Collect every line of the records below that contains the string "light", treating uppercase and lowercase as different.

Data records
>>>
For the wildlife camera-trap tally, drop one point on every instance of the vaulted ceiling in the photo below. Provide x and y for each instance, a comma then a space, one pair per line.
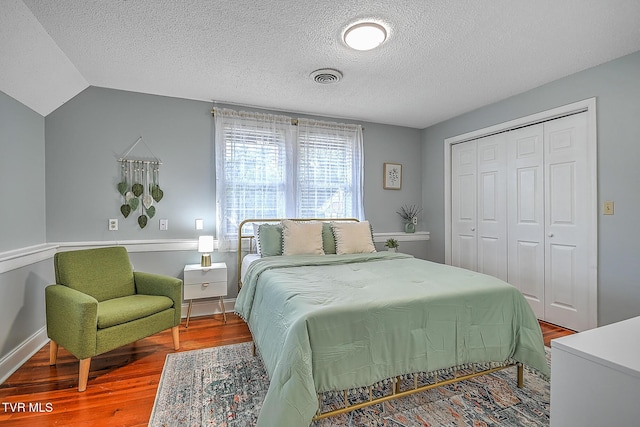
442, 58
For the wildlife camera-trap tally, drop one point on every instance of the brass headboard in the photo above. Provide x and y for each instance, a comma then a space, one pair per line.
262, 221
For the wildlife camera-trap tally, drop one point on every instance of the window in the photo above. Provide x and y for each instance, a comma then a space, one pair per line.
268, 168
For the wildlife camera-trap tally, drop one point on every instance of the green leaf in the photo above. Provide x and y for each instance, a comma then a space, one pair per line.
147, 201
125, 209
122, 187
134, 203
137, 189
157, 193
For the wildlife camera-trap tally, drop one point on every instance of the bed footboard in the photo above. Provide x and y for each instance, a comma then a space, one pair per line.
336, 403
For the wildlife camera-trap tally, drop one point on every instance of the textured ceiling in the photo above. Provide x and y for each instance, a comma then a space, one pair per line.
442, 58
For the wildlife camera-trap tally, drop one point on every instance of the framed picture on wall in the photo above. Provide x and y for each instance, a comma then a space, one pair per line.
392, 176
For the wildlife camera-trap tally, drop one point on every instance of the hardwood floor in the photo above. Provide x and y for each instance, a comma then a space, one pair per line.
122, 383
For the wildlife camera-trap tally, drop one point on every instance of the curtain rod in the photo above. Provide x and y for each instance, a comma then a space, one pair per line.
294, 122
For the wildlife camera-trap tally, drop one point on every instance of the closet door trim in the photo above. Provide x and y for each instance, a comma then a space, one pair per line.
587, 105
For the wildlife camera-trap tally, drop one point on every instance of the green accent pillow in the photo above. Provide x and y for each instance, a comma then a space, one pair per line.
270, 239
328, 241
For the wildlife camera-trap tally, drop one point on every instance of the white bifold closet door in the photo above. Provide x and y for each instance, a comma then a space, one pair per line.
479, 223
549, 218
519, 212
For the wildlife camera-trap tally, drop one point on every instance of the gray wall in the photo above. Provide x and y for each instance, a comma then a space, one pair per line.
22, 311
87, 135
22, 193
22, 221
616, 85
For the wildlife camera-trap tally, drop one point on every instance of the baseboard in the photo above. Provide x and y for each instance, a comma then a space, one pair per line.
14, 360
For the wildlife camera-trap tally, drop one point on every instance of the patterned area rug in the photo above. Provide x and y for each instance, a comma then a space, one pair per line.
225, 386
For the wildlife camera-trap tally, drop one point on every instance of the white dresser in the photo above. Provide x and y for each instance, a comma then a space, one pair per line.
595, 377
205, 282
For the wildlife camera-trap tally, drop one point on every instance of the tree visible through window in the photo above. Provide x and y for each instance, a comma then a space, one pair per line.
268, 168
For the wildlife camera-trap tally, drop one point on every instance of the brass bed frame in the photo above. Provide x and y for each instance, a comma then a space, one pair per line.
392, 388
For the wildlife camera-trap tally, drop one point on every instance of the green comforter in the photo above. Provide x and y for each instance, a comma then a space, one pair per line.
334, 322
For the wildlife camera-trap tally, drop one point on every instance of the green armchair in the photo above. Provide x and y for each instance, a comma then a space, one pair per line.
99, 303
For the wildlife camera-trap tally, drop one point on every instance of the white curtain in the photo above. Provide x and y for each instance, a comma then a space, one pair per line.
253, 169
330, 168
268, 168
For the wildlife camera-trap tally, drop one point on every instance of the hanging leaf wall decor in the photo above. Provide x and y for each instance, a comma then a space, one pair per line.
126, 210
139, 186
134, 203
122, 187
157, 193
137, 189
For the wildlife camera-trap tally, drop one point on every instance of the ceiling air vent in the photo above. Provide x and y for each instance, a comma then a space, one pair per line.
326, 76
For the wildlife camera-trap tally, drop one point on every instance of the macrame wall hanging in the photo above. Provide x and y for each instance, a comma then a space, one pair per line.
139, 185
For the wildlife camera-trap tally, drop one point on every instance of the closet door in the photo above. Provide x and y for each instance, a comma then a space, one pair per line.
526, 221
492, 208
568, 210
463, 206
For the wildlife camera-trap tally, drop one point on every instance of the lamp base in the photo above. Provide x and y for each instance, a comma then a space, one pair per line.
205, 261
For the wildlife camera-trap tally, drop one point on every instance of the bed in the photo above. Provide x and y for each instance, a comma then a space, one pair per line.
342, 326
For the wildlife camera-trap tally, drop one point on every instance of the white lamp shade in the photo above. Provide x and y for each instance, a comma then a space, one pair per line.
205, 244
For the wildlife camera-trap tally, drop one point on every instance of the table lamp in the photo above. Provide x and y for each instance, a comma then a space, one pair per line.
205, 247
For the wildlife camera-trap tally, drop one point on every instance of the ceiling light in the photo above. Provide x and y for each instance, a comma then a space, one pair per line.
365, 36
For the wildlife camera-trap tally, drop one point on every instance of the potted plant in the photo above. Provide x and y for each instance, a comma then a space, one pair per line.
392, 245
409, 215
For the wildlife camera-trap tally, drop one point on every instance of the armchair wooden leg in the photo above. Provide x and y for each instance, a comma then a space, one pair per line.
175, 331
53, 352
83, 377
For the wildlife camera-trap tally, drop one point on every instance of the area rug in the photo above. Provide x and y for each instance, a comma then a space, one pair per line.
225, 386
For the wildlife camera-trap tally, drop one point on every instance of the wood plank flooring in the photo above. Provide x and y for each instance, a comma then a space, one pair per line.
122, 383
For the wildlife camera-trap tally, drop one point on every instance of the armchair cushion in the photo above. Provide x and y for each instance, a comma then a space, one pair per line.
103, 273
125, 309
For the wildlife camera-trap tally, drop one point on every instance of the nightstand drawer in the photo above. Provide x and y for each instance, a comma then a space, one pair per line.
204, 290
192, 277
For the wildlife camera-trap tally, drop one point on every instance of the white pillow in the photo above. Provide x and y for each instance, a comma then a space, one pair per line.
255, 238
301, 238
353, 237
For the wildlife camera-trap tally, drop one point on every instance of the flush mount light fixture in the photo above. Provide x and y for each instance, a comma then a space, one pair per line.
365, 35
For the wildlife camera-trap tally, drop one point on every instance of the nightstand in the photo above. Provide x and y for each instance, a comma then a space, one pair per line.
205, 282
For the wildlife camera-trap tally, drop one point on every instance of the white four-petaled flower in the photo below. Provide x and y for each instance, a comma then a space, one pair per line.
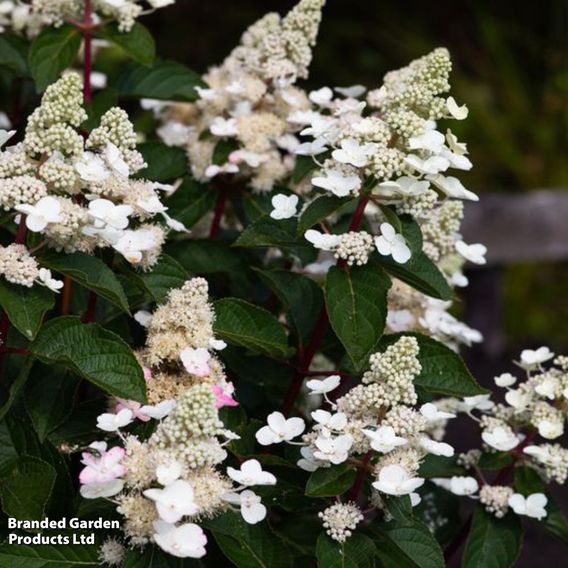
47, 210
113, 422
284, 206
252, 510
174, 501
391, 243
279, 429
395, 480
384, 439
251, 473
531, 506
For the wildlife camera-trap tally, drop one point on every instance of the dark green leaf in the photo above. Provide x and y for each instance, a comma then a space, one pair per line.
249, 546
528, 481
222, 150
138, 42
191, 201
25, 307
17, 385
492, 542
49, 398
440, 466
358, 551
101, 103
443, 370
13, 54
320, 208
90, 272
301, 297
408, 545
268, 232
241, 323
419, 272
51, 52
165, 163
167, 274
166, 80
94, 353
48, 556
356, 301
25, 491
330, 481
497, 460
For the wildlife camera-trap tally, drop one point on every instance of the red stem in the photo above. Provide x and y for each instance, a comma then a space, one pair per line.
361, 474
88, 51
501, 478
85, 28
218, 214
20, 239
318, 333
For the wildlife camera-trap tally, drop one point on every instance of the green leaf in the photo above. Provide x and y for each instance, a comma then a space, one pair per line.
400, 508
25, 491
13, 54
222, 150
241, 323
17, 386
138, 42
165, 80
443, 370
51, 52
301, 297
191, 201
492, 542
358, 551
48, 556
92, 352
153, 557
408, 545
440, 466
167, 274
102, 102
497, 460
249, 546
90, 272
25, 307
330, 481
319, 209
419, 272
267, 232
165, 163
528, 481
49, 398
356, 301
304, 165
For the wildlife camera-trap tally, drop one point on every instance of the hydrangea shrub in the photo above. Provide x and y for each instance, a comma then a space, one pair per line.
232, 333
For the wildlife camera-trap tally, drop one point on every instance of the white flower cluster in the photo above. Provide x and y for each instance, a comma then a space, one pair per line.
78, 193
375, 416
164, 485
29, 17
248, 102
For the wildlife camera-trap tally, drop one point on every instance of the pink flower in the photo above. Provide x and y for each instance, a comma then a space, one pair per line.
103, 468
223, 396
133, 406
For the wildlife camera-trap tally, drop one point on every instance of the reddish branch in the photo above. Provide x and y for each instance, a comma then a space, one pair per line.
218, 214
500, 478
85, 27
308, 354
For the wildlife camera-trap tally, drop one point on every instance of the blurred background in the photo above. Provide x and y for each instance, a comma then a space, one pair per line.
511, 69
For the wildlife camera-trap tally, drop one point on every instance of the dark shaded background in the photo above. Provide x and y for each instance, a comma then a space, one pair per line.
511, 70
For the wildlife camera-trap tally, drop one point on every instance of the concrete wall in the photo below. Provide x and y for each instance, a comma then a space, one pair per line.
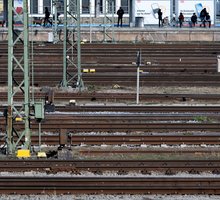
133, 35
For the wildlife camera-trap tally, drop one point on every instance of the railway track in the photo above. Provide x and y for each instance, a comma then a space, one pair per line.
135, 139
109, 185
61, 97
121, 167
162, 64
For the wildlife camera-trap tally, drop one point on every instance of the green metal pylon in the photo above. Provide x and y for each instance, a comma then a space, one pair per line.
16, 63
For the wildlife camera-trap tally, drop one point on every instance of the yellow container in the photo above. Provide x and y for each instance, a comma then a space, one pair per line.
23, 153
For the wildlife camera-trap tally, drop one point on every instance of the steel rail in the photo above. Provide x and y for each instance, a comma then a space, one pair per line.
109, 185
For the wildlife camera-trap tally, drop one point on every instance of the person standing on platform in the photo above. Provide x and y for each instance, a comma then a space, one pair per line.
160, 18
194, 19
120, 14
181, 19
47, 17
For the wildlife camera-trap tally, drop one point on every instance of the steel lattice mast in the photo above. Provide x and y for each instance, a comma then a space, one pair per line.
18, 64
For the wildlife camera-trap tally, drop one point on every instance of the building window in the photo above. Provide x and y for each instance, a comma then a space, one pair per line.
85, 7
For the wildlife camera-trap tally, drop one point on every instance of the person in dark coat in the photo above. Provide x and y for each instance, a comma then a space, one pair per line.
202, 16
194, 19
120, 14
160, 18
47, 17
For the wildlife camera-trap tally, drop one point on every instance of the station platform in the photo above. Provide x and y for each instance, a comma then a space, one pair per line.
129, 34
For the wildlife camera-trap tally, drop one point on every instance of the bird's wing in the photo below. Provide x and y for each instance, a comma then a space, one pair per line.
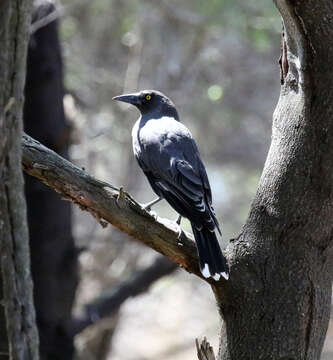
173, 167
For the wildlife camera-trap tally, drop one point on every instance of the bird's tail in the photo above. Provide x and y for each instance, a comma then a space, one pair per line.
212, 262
<<<
>>>
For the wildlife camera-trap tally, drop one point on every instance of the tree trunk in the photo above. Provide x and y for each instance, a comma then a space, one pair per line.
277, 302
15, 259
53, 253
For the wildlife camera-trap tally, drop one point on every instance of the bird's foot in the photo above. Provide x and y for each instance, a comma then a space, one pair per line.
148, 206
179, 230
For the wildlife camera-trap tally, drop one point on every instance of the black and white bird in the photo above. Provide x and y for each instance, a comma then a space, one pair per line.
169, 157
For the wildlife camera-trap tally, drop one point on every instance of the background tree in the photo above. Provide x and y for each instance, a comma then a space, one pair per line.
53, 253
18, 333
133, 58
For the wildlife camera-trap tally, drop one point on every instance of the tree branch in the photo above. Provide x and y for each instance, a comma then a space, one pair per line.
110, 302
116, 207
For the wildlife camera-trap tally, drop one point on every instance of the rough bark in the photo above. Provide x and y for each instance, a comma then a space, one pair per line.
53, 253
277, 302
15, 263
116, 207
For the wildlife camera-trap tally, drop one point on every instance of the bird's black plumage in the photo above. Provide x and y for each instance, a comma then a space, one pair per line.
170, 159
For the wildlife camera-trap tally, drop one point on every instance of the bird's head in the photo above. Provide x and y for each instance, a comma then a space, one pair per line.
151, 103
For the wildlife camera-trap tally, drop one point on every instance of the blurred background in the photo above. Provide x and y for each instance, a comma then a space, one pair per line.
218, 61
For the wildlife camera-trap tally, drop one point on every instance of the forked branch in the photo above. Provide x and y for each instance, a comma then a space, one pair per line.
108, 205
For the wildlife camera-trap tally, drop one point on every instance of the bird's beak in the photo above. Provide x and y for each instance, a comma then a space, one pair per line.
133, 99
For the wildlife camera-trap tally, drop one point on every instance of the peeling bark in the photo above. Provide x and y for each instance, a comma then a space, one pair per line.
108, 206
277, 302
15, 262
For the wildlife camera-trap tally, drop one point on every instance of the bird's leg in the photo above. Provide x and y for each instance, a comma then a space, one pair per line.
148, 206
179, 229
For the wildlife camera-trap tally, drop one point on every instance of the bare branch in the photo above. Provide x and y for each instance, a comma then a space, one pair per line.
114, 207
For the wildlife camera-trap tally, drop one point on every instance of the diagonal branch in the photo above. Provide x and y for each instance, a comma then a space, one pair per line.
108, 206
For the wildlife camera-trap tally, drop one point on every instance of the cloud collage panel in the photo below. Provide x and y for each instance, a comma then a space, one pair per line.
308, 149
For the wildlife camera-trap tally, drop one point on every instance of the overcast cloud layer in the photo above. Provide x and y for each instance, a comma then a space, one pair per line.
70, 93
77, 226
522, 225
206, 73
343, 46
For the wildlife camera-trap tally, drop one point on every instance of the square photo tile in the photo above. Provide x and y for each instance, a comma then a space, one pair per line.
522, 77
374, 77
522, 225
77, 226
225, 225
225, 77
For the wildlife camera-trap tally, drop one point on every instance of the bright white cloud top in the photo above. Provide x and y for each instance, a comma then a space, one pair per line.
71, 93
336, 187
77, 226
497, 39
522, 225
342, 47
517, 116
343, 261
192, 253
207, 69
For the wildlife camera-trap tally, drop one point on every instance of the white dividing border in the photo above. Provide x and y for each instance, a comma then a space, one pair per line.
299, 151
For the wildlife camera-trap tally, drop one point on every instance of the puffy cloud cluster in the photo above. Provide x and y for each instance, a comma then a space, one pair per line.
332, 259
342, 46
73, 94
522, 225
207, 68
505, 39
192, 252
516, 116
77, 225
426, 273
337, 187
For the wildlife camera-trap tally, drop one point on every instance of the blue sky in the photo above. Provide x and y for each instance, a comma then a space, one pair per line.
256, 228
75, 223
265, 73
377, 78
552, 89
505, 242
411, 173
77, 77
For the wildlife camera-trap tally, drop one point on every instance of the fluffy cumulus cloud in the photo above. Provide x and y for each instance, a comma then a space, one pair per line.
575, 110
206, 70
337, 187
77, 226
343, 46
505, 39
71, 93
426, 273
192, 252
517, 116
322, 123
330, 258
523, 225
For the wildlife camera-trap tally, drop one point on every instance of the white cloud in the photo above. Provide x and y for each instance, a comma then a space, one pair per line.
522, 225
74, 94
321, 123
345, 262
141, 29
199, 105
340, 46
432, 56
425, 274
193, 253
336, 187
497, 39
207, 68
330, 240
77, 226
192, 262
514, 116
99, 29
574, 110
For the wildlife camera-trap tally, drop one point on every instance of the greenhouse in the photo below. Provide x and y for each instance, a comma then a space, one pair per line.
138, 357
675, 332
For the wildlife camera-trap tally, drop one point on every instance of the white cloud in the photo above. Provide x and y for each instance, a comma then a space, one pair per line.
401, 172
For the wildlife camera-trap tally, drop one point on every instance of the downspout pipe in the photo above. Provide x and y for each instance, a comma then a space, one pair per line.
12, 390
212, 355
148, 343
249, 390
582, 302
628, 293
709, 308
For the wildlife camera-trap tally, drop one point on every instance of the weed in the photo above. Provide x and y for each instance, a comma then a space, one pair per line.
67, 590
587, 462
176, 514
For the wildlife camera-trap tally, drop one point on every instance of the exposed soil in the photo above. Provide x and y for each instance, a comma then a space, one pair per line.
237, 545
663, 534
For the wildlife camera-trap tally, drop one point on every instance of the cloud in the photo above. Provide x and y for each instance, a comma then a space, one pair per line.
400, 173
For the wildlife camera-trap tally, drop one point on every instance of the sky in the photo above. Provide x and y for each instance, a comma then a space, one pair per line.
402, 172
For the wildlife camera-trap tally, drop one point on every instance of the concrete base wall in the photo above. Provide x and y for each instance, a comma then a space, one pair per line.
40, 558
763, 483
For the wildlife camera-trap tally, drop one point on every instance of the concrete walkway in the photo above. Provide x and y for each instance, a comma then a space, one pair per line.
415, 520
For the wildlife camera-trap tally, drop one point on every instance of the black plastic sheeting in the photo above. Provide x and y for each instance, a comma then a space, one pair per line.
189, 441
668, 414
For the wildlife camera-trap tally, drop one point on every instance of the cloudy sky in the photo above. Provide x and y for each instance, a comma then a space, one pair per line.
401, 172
<<<
>>>
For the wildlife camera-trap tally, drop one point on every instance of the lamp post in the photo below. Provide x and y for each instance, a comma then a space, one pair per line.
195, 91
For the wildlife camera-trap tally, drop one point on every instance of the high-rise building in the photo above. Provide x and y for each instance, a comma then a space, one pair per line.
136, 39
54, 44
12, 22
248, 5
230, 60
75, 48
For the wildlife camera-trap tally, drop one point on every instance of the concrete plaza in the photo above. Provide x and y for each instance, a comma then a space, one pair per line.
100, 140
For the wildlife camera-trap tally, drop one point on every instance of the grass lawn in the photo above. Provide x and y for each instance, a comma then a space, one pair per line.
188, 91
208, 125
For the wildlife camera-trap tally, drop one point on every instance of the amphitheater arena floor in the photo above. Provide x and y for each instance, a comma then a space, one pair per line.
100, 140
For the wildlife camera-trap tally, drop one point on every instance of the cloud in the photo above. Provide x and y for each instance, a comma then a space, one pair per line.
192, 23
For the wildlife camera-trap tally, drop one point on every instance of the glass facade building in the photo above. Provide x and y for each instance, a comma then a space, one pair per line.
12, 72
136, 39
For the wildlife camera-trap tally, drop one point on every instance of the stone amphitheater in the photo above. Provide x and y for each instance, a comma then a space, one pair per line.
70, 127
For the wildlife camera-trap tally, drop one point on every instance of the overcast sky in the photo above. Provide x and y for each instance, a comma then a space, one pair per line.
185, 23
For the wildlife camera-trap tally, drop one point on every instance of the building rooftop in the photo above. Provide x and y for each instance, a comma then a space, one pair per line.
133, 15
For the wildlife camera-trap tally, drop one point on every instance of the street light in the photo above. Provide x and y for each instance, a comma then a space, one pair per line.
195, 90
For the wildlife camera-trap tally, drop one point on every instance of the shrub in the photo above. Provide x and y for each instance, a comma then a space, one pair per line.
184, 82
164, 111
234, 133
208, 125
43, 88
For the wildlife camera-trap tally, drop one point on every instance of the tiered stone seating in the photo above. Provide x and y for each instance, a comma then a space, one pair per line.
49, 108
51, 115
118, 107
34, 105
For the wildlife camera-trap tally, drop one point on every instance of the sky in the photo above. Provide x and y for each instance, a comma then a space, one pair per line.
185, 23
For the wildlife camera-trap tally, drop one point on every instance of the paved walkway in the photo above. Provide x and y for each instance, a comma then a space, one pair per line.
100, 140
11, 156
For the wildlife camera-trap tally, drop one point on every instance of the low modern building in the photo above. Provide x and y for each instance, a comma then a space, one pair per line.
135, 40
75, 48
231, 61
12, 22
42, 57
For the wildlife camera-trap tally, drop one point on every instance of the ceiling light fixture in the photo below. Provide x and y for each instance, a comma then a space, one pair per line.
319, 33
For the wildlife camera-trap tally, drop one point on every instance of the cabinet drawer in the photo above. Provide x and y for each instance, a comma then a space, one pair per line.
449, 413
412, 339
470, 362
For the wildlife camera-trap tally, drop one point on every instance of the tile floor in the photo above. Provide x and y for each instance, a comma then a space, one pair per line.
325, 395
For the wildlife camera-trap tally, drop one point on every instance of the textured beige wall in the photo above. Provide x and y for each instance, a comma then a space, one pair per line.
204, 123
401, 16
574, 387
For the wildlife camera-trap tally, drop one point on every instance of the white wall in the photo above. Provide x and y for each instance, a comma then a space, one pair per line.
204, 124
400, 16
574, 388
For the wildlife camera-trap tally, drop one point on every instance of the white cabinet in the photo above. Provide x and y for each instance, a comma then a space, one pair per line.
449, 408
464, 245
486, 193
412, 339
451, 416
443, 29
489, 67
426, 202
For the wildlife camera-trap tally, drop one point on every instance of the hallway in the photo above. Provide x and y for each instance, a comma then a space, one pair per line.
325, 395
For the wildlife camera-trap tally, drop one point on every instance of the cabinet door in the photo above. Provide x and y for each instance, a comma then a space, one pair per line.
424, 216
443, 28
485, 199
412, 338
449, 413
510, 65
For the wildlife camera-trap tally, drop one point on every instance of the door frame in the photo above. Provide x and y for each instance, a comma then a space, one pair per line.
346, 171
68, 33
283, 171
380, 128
<<<
Exercise answer
For the wildlife camera-trap tally, drop one point on every instance of the ceiling light in the photo above. Provide x and y for each instance, a comma then a space, one pair per line.
For the wildlife camera-trap tally, drop one point on every instance of the flush mount light fixture in the photo above. Provide x and y for each instance, a comma then a space, one pair per line.
For the wildlife camera-trap tally, drop one point on every instance of the street light in the photo above. Provide x and y for each instance, a comma then a space, one pair per line.
For the wildlife camera-trap tally, drop one point on every instance of the ceiling light fixture in the photo below. Provide x and y for each instance, a comma then a space, one pair per line.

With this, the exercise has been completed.